## REQUIRED WORK
If a line in the listing includes the word "plastic", copy it out.
□ □ □ □ □
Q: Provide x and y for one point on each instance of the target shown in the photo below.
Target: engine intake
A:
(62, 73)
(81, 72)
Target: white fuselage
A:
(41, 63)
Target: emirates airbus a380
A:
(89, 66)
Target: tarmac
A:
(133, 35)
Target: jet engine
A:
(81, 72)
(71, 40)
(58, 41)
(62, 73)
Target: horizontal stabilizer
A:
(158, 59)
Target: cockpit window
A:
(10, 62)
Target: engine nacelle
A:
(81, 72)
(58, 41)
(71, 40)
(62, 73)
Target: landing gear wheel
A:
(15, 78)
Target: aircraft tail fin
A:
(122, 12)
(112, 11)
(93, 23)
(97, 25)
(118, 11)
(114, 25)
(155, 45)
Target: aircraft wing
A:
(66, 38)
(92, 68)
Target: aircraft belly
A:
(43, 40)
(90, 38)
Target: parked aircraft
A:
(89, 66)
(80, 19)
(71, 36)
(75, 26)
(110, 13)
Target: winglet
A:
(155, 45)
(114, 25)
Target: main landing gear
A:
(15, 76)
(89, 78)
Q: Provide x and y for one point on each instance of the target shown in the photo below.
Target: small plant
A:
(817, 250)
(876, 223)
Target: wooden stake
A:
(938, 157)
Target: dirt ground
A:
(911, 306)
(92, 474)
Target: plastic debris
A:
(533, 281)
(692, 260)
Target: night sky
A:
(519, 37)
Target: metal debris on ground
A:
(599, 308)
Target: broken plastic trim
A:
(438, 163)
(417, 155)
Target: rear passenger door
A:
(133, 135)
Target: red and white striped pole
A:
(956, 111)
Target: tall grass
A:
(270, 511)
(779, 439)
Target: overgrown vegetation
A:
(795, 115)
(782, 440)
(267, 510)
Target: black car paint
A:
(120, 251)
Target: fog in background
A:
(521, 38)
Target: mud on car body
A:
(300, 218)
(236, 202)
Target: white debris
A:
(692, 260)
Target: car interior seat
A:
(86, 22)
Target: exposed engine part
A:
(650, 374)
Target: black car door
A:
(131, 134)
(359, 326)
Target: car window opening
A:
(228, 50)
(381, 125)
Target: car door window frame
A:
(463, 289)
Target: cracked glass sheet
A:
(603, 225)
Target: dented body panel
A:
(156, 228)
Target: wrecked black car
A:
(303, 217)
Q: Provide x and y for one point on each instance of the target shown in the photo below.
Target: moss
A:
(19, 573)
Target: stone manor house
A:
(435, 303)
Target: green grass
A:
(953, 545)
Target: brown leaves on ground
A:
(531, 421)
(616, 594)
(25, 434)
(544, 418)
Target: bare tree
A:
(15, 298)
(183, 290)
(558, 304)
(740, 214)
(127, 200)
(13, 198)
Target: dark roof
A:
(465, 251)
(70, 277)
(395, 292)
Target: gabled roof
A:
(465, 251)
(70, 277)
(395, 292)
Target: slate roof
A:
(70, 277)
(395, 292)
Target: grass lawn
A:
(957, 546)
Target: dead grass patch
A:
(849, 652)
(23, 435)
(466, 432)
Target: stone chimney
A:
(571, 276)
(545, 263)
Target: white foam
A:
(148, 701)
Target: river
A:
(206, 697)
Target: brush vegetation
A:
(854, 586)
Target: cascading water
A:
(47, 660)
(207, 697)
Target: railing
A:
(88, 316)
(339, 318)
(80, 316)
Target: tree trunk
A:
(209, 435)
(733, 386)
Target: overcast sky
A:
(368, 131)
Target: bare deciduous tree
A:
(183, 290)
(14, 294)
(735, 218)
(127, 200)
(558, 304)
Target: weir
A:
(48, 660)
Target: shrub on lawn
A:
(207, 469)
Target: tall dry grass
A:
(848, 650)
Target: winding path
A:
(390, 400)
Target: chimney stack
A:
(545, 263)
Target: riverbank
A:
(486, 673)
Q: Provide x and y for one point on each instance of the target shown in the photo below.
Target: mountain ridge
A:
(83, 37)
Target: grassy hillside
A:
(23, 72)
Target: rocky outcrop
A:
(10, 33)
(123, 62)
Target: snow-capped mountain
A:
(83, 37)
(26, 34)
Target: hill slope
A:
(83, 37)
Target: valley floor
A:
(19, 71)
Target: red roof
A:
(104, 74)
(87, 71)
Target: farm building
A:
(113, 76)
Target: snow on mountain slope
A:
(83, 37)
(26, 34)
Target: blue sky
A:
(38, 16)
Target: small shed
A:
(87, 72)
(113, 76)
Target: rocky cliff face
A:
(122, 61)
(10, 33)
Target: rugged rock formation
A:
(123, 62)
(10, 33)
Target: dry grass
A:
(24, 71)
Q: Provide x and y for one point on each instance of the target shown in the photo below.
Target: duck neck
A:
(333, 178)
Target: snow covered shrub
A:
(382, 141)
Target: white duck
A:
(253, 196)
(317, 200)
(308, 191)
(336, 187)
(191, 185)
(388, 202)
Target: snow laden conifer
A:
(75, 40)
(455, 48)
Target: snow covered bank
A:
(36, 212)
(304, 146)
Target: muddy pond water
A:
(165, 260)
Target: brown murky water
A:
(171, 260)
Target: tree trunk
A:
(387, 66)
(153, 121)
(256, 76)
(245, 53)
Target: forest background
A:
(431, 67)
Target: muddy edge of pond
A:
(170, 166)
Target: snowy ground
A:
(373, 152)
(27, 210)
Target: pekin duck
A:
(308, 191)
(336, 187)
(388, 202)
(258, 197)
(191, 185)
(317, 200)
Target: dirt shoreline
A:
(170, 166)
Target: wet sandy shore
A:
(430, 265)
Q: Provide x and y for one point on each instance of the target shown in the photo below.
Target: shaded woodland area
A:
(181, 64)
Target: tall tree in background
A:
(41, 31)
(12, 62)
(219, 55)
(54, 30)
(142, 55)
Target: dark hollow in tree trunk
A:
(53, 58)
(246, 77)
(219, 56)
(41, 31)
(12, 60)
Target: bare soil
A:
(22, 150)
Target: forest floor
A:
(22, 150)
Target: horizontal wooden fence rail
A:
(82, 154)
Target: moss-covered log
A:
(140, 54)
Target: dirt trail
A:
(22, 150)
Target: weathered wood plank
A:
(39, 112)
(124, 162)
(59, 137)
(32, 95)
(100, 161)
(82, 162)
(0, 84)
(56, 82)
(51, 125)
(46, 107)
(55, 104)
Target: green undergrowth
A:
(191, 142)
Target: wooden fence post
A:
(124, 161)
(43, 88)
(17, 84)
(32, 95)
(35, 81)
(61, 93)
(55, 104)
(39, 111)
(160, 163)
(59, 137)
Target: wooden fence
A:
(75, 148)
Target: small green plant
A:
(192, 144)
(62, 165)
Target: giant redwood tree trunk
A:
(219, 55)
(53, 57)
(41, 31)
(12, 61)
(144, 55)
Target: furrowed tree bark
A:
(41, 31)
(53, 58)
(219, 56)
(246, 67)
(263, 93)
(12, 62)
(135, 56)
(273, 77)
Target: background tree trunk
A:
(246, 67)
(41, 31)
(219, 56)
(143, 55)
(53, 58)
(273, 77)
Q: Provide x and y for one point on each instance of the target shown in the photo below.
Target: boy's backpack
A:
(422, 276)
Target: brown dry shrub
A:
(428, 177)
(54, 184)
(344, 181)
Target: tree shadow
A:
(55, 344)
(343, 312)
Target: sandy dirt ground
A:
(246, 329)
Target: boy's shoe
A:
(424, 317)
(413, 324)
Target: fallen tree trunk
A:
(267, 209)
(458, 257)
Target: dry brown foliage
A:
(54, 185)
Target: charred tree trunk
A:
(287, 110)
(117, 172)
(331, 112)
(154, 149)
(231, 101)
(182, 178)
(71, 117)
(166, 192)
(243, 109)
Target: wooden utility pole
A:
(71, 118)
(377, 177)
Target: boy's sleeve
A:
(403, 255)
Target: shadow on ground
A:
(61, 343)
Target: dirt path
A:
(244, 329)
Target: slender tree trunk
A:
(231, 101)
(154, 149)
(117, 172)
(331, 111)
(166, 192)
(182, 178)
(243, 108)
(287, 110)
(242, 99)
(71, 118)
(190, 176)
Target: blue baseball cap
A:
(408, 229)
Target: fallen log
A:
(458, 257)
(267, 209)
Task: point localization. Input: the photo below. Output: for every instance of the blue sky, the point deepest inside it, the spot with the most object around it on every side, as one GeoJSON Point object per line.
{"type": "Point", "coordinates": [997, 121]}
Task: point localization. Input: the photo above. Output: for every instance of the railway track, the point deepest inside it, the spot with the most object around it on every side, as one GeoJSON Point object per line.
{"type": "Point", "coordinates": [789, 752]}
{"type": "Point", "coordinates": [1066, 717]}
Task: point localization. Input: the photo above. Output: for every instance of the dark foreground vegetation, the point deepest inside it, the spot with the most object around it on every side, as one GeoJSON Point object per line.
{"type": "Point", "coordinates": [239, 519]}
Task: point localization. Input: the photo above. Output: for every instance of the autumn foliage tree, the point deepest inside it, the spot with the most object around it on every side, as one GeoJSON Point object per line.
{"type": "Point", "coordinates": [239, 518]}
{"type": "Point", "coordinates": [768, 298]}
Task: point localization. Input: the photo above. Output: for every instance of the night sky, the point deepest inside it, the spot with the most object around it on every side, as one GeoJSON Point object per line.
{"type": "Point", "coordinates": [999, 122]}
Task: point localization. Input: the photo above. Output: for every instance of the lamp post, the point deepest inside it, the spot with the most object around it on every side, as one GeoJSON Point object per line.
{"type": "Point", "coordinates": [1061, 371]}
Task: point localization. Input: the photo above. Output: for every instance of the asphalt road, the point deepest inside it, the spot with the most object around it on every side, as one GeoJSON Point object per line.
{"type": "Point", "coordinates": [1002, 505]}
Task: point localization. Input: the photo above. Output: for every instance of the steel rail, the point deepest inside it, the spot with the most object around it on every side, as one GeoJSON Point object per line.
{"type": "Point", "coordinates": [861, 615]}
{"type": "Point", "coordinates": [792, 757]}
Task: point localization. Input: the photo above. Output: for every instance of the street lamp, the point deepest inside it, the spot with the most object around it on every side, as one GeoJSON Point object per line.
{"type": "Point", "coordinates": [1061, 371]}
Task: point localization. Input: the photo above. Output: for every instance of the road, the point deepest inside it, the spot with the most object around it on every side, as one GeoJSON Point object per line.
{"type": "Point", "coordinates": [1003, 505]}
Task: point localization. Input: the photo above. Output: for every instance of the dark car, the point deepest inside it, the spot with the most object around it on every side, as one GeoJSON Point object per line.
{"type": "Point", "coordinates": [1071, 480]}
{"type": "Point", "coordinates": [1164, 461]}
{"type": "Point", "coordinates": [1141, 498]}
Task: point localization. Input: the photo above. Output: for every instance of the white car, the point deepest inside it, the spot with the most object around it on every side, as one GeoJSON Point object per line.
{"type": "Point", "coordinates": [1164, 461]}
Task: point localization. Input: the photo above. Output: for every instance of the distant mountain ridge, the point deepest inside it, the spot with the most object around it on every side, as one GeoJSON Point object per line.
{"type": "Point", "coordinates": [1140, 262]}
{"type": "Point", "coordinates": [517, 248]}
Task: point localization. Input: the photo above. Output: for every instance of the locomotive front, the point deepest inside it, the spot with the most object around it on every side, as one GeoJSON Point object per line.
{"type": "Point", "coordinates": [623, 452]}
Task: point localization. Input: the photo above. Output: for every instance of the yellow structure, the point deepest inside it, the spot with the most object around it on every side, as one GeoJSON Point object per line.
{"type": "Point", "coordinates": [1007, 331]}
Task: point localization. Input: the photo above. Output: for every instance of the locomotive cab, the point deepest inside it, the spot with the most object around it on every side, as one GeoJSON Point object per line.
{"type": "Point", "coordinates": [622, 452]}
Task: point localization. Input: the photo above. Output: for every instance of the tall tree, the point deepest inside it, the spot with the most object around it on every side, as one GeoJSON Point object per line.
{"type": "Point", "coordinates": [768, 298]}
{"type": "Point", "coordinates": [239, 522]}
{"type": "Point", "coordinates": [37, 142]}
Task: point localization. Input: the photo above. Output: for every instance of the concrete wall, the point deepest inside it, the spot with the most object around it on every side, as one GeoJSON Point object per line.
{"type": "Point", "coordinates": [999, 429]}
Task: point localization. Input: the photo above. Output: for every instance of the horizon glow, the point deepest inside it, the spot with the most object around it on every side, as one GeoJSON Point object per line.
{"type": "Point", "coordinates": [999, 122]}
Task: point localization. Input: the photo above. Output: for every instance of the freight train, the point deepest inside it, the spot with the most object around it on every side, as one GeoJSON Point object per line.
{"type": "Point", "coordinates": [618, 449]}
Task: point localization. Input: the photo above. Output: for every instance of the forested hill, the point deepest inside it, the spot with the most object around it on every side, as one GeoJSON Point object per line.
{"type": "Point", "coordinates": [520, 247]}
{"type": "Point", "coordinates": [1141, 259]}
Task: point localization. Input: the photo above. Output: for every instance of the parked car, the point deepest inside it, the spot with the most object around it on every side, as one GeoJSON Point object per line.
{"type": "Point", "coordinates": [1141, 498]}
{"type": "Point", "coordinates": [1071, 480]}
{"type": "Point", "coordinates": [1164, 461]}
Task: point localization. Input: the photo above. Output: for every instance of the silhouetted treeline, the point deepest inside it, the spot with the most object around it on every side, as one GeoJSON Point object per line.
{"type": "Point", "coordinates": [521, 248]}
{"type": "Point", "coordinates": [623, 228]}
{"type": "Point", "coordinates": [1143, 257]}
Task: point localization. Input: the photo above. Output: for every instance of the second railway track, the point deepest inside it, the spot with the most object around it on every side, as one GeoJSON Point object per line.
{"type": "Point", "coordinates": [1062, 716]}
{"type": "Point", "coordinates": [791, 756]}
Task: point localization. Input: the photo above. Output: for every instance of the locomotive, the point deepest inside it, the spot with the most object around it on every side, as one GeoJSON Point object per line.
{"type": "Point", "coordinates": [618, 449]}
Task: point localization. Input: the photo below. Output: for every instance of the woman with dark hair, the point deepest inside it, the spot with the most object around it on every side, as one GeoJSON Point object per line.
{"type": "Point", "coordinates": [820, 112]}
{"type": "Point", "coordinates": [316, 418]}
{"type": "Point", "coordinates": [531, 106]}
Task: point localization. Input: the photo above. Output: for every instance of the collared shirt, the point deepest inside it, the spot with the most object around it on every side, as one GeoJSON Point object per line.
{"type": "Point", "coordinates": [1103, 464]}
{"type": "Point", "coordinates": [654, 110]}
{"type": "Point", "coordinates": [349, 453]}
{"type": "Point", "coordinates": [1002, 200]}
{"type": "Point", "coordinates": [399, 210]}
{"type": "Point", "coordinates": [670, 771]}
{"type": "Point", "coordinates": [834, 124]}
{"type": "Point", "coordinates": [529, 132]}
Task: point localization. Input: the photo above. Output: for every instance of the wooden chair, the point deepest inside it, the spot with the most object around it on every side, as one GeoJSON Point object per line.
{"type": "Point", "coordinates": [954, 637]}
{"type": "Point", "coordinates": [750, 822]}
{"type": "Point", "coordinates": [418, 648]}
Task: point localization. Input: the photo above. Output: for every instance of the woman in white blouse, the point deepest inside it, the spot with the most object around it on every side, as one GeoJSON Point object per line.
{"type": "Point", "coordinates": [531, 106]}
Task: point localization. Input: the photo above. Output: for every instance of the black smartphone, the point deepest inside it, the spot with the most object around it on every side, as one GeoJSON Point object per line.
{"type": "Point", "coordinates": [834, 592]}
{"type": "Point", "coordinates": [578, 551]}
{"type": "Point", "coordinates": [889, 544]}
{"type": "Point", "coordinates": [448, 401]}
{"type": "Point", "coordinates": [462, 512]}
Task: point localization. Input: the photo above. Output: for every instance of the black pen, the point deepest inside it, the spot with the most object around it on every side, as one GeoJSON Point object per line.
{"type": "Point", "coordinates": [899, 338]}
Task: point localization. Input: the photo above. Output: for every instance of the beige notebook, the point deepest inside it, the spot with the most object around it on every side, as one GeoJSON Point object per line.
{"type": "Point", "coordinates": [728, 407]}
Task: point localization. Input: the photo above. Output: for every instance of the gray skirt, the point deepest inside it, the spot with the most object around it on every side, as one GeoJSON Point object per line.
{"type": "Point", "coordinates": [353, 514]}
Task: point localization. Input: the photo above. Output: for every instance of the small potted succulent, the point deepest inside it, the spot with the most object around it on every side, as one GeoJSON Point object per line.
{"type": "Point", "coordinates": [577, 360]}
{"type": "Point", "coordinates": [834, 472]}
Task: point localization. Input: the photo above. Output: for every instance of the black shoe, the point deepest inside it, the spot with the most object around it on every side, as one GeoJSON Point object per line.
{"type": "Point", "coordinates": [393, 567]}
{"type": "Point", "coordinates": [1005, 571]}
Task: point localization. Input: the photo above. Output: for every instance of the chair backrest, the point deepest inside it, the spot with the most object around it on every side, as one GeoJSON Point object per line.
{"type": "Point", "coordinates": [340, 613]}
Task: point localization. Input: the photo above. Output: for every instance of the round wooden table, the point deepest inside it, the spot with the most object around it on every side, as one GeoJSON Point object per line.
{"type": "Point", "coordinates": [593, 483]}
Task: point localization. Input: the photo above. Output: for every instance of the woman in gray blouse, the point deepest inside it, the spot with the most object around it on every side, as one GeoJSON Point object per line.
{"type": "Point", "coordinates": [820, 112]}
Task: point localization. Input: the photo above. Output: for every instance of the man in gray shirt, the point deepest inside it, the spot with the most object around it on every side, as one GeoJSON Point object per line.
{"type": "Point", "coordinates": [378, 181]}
□ □ □ □ □
## FINISHED TASK
Target: plastic debris
Target: broken plastic trim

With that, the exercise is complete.